=== Trecho ===

Esses benefícios são sentidos pela mãe da Ana Helena, de 12. De acordo com a mãe dela, a advogada Júlia Marques, de 38, a menina não interagia muito bem e nem demonstrava afeto. “Eu e meu marido fomos muito protetores. Na época, ela tinha 7 anos, e só mantinha contato conosco. Então, a levamos ao psicólogo e ele nos indicou a cinoterapia.Não gostava muito de cachorros, mas o Lupi, nosso cão, só nos trouxe amor e ensinou a minha filha a se relacionar com outras pessoas e a ser mais amável e carinhosa.”
Ana Helena, que antes da terapia, não conseguia dividir seus brinquedos e somente se relacionava em meio a adultos, se transformou. Hoje, compartilha brinquedos, conversa com outras crianças e tem vários amigos. “Acho que o maior destaque dos benefícios foi a interação. Ela tem facilidade em se relacionar com outras crianças e se tornou mais calma. A cinoterapia trouxe uma vida normal para a minha filha. Ela tinha muito problema de comportamento na escola e a melhoria foi visível”, conta a mãe.

=== Dados guardados ===

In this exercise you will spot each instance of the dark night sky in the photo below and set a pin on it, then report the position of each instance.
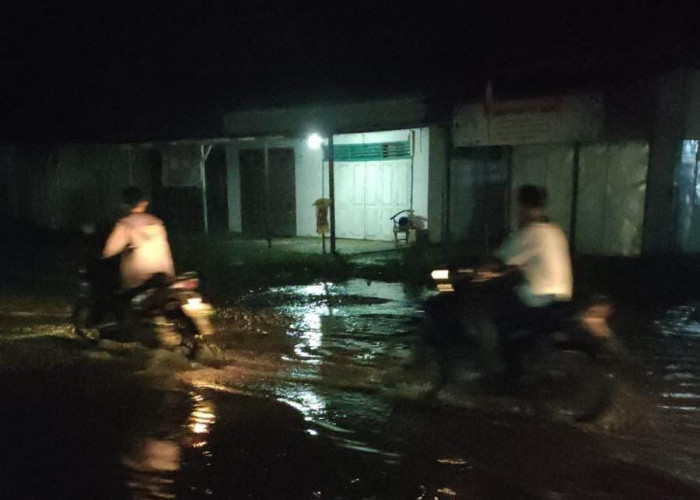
(154, 69)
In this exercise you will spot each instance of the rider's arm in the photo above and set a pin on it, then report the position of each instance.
(117, 241)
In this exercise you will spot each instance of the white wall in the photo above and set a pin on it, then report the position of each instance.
(421, 148)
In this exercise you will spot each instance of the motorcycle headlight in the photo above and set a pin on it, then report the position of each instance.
(440, 274)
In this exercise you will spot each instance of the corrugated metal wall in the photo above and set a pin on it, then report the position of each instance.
(60, 188)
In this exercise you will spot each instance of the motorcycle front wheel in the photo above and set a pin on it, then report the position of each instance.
(82, 322)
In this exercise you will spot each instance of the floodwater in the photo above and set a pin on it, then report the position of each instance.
(310, 400)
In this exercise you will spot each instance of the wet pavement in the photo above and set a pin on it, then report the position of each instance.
(311, 400)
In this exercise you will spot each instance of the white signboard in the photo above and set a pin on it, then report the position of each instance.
(548, 120)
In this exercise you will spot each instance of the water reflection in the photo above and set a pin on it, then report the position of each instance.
(153, 463)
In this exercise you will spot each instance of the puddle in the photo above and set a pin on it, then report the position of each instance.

===

Instruções -> Continue o trecho sobre a cinoterapia e a Ana Helena a partir do ponto em que ele para. Os registros não têm relação com o trecho.

Resposta ->
POSSIBILIDADES Afinal, quem pode se aproveitar dessa terapia com o melhor amigo do homem? De acordo com o médico-veterinário Diogo da Silva, as possibilidades são bem abrangentes. “Pode-se utilizar os cães para praticamente qualquer tipo de atividade psicológica, educativa, psicomotora e socioafetiva, em diferentes idades. A cinoterapia pode ser aplicada a diferentes pacientes, em diferentes condições psicológicas e sociais.”
O raciocínio se estende ao tratamento contra medos e fobias, bem como traumas. “Atualmente, essa terapia tem demonstrado resultados significativos em casos específicos, como autismo, síndrome de Asperger, síndrome de Rett, pacientes com disfunção neuromotora e outros transtornos globais do desenvolvimento”, afirma Andriele Pereira.
Porém, apesar de não existirem restrições em relação ao trabalho com cinoterapia, orienta-se que não haverá efetividade na utilização caso o paciente tenha medo do animal, já que assim a pessoa não conseguirá criar condições para estabelecer o vínculo com o animal, condição necessária para o tratamento com esse método. Outra restrição envolve a alergia ao pelo.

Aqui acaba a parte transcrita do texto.